* _Data to use_
"""

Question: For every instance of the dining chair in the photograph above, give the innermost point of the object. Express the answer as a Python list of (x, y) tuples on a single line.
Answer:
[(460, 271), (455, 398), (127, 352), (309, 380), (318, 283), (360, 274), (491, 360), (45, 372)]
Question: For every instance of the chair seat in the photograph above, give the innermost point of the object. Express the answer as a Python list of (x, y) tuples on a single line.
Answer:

"""

* _Instruction_
Substitute "central point" for "innermost point" throughout the lines above and write the lines out again, leaving everything else unchanged.

* _Reply_
Question: For every instance of the dining chair in the photograph above, give the central point of the object. Express the answer as a Python list of (x, y) tuples on a single line.
Answer:
[(460, 271), (455, 398), (127, 352), (309, 380), (318, 283), (360, 274), (491, 360), (45, 372)]
Question: For every instance of the chair seat in the photograph above, give the central point of the object. Express the answer as a Python list of (x, y) tuples on a single line.
Answer:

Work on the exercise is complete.